MATERIAL FOR THIS EXERCISE:

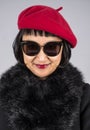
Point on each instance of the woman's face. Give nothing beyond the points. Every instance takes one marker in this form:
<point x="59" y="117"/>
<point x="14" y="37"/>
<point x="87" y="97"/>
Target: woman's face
<point x="42" y="65"/>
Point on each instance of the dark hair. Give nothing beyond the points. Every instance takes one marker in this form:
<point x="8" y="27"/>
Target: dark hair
<point x="66" y="53"/>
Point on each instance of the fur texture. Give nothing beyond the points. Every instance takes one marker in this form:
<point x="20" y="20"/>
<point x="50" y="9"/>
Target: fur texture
<point x="35" y="104"/>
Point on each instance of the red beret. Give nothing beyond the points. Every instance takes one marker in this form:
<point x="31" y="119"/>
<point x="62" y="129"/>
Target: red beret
<point x="45" y="18"/>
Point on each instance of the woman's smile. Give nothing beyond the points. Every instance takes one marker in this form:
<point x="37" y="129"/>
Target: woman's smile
<point x="42" y="66"/>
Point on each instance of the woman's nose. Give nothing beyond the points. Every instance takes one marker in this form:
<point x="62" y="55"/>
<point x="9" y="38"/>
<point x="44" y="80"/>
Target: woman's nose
<point x="41" y="55"/>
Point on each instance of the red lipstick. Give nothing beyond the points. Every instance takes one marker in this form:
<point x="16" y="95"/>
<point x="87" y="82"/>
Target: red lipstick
<point x="43" y="66"/>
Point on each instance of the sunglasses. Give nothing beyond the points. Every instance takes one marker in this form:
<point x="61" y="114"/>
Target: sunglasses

ACTION ITEM: A word-for-word copy of all the records above is required, with the pictures left out.

RESPONSE FOR THIS EXERCISE:
Point on each instance of the woman's face. Give nothing beyond the points. Every instance takes one marker in this form:
<point x="59" y="117"/>
<point x="14" y="37"/>
<point x="87" y="97"/>
Target: woman's face
<point x="42" y="65"/>
Point on each instance of the dark hair. Give nothing beyond the points. Every instance takes one marker in this form:
<point x="8" y="27"/>
Target: dark hair
<point x="66" y="53"/>
Point on each instance of the fur texture. Give nothing beyond the points. Every instance takes one marker in this form:
<point x="20" y="20"/>
<point x="50" y="9"/>
Target: fur texture
<point x="35" y="104"/>
Point on each instance of the red beret. Give nothing beyond the points. Every instance takes one marker in this form:
<point x="31" y="119"/>
<point x="62" y="129"/>
Target: red beret
<point x="45" y="18"/>
Point on each instance of the woman's smile. Give nothing beyond the points. Every instance takes one marker in this form:
<point x="37" y="129"/>
Target: woman's smile
<point x="42" y="66"/>
Point on each instance of the woman's nose. Give nothing beyond the points. Every instance takes one marker in this form:
<point x="62" y="55"/>
<point x="9" y="38"/>
<point x="44" y="80"/>
Target: woman's nose
<point x="41" y="55"/>
Point on each instance of the red lipstick. Give nothing beyond the points. Every instance takes one marker in this form:
<point x="16" y="95"/>
<point x="87" y="82"/>
Target: red lipstick
<point x="43" y="66"/>
Point on each instance of the sunglasses. Give nothing beyond the points. Every instance takes one marker in this form:
<point x="61" y="114"/>
Target: sunglasses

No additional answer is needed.